• _DATA ROWS_
------------------------------------

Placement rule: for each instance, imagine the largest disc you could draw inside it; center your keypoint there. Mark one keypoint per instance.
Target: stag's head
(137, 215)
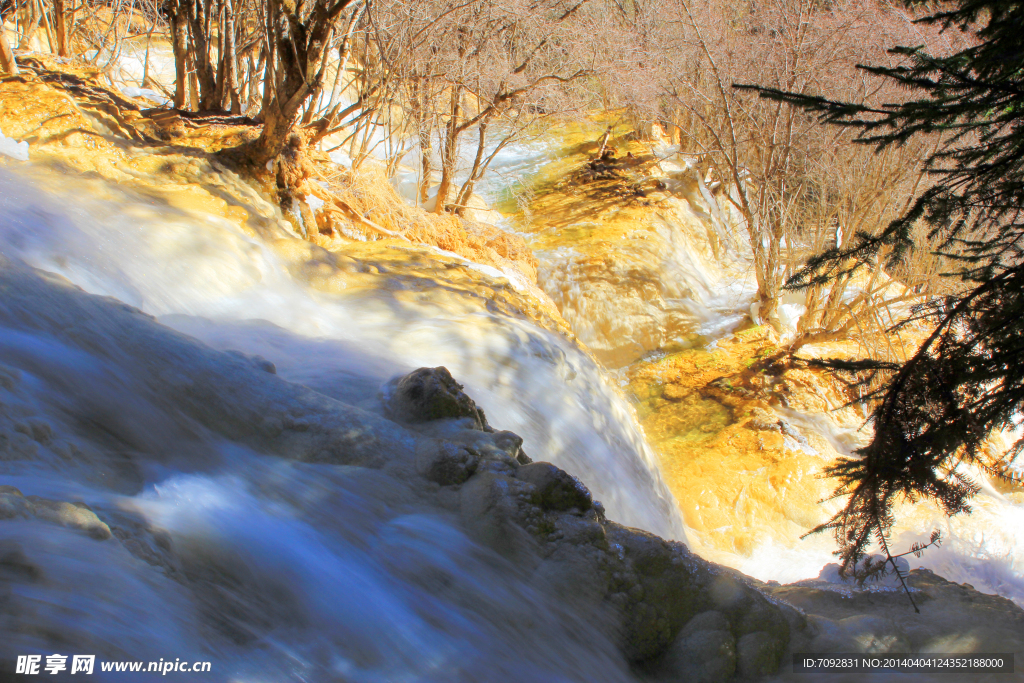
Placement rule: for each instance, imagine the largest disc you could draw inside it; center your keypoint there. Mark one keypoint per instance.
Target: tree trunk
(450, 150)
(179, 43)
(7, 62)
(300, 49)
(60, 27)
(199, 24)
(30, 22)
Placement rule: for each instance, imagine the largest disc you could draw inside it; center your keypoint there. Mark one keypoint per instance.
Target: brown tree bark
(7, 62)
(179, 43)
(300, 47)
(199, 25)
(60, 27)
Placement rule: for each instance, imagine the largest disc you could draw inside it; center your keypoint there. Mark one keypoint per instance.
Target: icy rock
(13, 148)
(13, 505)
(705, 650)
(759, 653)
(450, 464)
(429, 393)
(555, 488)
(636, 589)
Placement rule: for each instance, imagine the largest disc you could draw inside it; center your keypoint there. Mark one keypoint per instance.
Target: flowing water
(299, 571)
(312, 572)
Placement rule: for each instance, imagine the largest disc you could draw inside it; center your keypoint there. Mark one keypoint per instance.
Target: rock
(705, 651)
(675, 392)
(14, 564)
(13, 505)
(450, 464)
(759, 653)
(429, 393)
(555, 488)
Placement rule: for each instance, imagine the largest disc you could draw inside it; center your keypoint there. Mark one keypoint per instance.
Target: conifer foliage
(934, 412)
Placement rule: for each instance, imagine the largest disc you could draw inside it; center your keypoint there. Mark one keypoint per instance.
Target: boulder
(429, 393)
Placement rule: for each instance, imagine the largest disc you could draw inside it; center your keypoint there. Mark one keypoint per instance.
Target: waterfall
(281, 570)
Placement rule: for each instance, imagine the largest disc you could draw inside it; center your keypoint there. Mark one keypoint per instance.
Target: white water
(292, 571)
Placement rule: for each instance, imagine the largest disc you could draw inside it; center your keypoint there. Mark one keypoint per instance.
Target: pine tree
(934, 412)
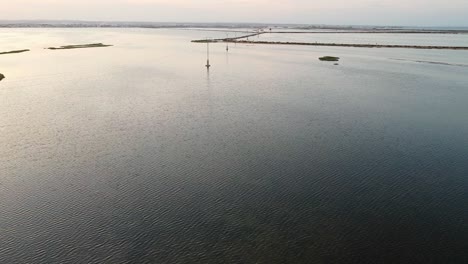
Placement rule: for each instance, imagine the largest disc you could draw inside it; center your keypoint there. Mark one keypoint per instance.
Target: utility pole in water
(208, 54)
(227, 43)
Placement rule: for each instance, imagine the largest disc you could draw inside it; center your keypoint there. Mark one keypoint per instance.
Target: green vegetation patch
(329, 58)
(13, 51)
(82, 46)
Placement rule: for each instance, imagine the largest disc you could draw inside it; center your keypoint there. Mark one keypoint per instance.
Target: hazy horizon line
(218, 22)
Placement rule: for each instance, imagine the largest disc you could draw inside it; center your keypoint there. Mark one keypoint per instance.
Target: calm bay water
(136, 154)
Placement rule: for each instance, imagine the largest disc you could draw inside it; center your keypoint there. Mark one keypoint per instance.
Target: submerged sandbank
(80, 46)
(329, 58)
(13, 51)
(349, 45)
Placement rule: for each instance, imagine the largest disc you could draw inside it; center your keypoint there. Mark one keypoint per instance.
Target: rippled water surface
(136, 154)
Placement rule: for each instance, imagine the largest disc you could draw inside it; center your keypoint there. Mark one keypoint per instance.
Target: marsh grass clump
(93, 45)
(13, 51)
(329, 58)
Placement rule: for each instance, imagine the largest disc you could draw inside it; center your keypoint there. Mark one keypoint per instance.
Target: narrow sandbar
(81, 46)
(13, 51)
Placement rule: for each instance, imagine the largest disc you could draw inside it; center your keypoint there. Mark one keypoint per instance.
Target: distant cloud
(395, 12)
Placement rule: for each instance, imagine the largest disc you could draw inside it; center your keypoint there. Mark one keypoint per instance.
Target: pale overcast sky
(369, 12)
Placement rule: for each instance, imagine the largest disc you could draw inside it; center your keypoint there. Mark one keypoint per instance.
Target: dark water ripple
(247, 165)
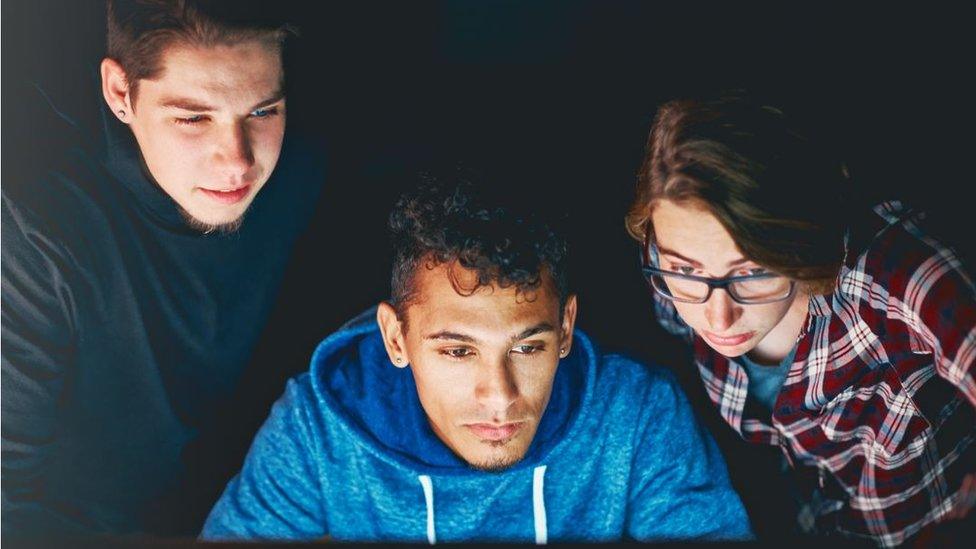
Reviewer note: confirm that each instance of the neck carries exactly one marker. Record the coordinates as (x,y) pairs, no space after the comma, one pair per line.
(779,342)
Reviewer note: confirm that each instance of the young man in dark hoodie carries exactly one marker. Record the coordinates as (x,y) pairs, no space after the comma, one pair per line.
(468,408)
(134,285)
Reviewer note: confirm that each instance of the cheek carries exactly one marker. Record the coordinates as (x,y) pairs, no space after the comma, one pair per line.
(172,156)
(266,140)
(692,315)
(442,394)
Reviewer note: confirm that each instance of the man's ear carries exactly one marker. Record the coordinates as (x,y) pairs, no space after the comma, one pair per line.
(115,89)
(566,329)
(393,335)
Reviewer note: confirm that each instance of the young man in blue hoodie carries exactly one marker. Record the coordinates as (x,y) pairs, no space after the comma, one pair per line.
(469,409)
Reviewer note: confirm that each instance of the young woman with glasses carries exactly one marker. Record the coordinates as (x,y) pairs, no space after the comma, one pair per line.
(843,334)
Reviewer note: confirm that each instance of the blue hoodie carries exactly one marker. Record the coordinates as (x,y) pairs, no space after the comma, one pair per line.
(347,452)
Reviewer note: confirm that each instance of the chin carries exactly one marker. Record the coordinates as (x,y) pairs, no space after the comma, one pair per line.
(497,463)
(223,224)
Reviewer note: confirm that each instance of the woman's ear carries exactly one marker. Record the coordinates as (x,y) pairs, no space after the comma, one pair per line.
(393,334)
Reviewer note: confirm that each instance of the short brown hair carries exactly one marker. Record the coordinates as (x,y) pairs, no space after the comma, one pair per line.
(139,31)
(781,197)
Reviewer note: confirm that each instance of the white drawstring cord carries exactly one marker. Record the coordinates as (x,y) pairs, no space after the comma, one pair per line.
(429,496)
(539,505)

------------------------------------

• _WHAT THE TASK ASKS_
Copy out each line exactly, without the pictures.

• _TASK RESULT_
Placement rule: for each instance, imagine the largest disc you could draw inside it; center your keypoint there. Mark one keypoint per instance.
Target: stag's head
(137, 215)
Placement rule: for each instance, imagine the largest disc you could draw inside it; center your keypoint there. Mark one keypoint per instance.
Target: tree trunk
(450, 150)
(179, 43)
(7, 62)
(300, 49)
(60, 27)
(199, 24)
(30, 22)
Placement rule: for each instance, imagine the largest disc you could draw inside it; center your keypoint there. Mark one keypoint per instance.
Target: brown tree bark
(7, 62)
(179, 43)
(300, 47)
(199, 25)
(60, 27)
Placement rule: for each instance, imagine the largest disc you could draw inside it; center your keypoint there. Mark one keypoint per instance.
Target: icy rock
(13, 148)
(13, 505)
(705, 650)
(759, 653)
(450, 464)
(429, 393)
(555, 488)
(636, 589)
Placement rule: for each instance, imagine the largest disc you could draw inside it; center your keypoint there. Mark one keypoint per instance.
Target: flowing water
(299, 571)
(312, 572)
Placement rule: for each instance, imagine the largest disc you could draw inside it; center your keypoint there. Mark one keypoint per instance.
Target: rock
(705, 651)
(675, 392)
(14, 564)
(13, 505)
(450, 464)
(759, 653)
(429, 393)
(555, 488)
Placement rule: for each instance, imagine the largest disc you could draw inside it; center your keypoint there. Mark one keypoint per instance.
Target: conifer foliage
(934, 412)
Placement rule: for each instance, imagine the largest disc you could draw inside it; center your keypoint there. Mark one keypoint per instance.
Target: boulder
(429, 393)
Placement rule: for each instance, imagine the largest disc you could draw inside it; center your keypoint there. Mark one keypoint per instance.
Target: waterfall
(281, 570)
Placement rule: for each instance, imagine the largest disc you could draw inside it; center your keypoint there. Mark one keypoint per instance.
Target: white water
(292, 571)
Placement rule: for each instance, imagine the largest disc you could draw inside it; center your keypoint there. Mark one keypoint per instance.
Target: pine tree
(934, 412)
Placement rule: for each instance, imagine the largest disc you could draw inside it; center your keypoint there. Mark one keypoint per instance.
Target: utility pole in water
(208, 54)
(227, 43)
Placement rule: for each instance, imagine the largest disc you could draw inside it; center your keypoint there. Mark one keypoint per instance.
Target: green vegetation patch
(329, 58)
(13, 51)
(82, 46)
Placement rule: for each instance, imagine the largest disc you could draw inside it; center your keypoint there. Mark one keypoint per instance.
Target: hazy horizon line
(218, 22)
Placement rule: for each instance, imagine the largest disc you could draw inside it; center your keypoint there. Mark one keypoint per instance.
Target: calm bay water
(136, 154)
Placement rule: for each instance, imagine the largest disc you could draw inside it; center your keypoint there. Mark one keypoint per instance.
Target: submerged sandbank
(80, 46)
(329, 58)
(13, 51)
(349, 45)
Placement rule: for each instance, imagine the largest disc you could draw inside it; center your keypoint there. Mark one keypoint per instance.
Target: rippled water surface
(136, 154)
Placement rule: for each instance, imagine the largest disc you could draw inside it; center your keypoint there. Mark one keypoint per instance.
Target: marsh grass clump
(93, 45)
(13, 51)
(329, 58)
Placement rule: for each instance, imagine the largest disc you could draw inside it; center your keypoint there. Mark one keypoint per instance.
Target: narrow sandbar
(81, 46)
(13, 51)
Placement rule: for each instance, imagine the largest disc you could draw inside it; center your keypoint there. Mark one keypoint per instance.
Target: distant cloud
(395, 12)
Placement rule: for each instance, imagine the largest disc you could draw inside it; center your keypoint there. Mark one keypoint per instance.
Target: pale overcast sky
(369, 12)
Placement rule: for each instance, imagine the largest disc you could draw inside it; center your keypoint there. Mark one keypoint per instance.
Target: dark water ripple
(247, 165)
Reviewer note: confirm that each instance of the neck carries exactly one marker. Record the coordinates as (x,y) pairs, no space after the comma, one pair per line.
(779,342)
Reviewer note: confirm that each instance of the young man in dark hoodie carries exactly one marker. Record the coordinates as (x,y) pairs, no space after the comma, one pair per line.
(468,408)
(134,285)
Reviewer note: confirm that each instance of the cheek carries exactly one marker. Record the coordinates as (x,y) pairs, no space after the comma, one pair per line.
(172,156)
(266,140)
(692,315)
(442,394)
Reviewer note: confirm that each instance of the man's ear carries exactly one marker. Record the coordinates as (x,y) pairs, no space after the comma, one pair per line.
(115,89)
(566,329)
(393,335)
Reviewer note: confirm that each instance of the young man in blue hoodie carries exactly one marker. Record the coordinates as (x,y) pairs, no space after the comma, one pair per line.
(469,409)
Reviewer note: confirm that each instance of the young woman with glasses carries exactly one marker. Record the coordinates as (x,y) pairs, no space after the comma, one pair per line.
(843,334)
Reviewer note: confirm that each instance of the blue hoodie carries exactly one marker. Record the coordinates as (x,y) pairs, no space after the comma, one pair per line.
(347,452)
Reviewer note: confirm that each instance of the chin carries exactly one marker. Record the coordinates as (x,y) pairs, no space after the comma, one pair per line.
(497,463)
(223,224)
Reviewer note: confirm that each instance of the woman's ear carries exactly one marker. Record the coordinates as (x,y) pairs, no space after the comma, one pair per line.
(393,334)
Reviewer note: confirm that each instance of the short brown hair carries exactly one marker. Record the coordinates as (x,y) pairs, no space after the comma, one pair per line.
(139,31)
(781,197)
Reviewer note: confirm that each instance of the white drawstring cord carries exactly one marker. Record the coordinates as (x,y) pairs, no space after the comma, one pair per line.
(429,496)
(539,505)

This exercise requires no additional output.